## Start Source document

During that winter season, we started to cover some of the local HS basketball league. Now HS basketball in Baltimore is pretty solid with some our colleges top players coming from B’more. (Carmelo Anthony, anyone?) However, those top schools were public schools and jumping through those hoops (pun intended) to get permission was beyond our patience. So we focused on the schools that we would be covering in the spring, the MIAA schools that played basketball in the B Conference. We actually didn’t mind as we also realized that we would be building a solid base with the same clientele that would be watching us in lacrosse. It was also during these games that Booker and I would develop some movie quotes to use as well as irrelevant analogies. His ability at almost instant recall was amazing!

## End Source document

> [What to work on]:
A) Reproduce the stretch of the basketball coverage passage from "During that winter" through "recall was amazing!".
B) Write the next part of the basketball coverage passage, picking up after its final sentence.
The entries that follow have no connection to the basketball coverage passage.

## Start Record set

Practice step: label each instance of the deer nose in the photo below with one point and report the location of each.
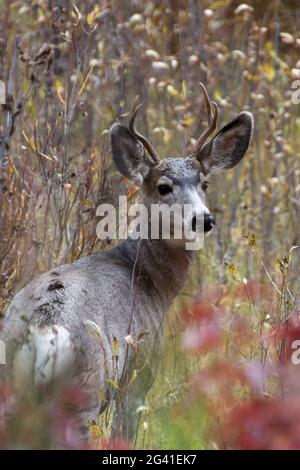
(208, 219)
(209, 222)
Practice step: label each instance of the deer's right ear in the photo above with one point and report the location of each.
(129, 154)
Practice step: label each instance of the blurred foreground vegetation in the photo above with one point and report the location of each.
(71, 69)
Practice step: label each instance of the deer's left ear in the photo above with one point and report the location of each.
(229, 145)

## End Record set

> [Outputs by task]:
A)
During that winter season, we started to cover some of the local HS basketball league. Now HS basketball in Baltimore is pretty solid with some our colleges top players coming from B’more. (Carmelo Anthony, anyone?) However, those top schools were public schools and jumping through those hoops (pun intended) to get permission was beyond our patience. So we focused on the schools that we would be covering in the spring, the MIAA schools that played basketball in the B Conference. We actually didn’t mind as we also realized that we would be building a solid base with the same clientele that would be watching us in lacrosse. It was also during these games that Booker and I would develop some movie quotes to use as well as irrelevant analogies. His ability at almost instant recall was amazing!

B)
Football ended, and Joe and I felt like we had started something.  Exactly what, we still had no idea. Basketball was right around the corner, and I knew that I had established contact with ESPN, so I needed to call games.  I would sit right next to parents, right in the crowd, next to the kids section…. Not hidding up in a booth, not behind a window.  I was in the bleachers.  Joe would film, and I would hold the mic with one hand, and the rosters with the other.  One of the first things I noticed was that every coach was happy to see me, and would help me with name pronunciations, tell me who their ball handlers were, who was nicked up, which player might be coming on strong.  We did a bunch of hoops games, and I continued to learn how important it is to block out the distractions by literally sitting next to parents and students, right in the middle of the bleachers. Yea, I got some looks, but I figured that if I wanted to do college lacrosse and college basketball on ESPN, this was nothing.

That winter we had so much fun, and the feedback was so positive that Joe and I convinced one another to see if we could get folks to pay us to cover HS lacrosse games.  These are actually the people who deserve all the credit (along with the coaches and players )  for it happening. If the great folks at Van Dorn Pools and Spas as well as the owner of The PowerShaft had not come on board, the Game of the Week would have never happened.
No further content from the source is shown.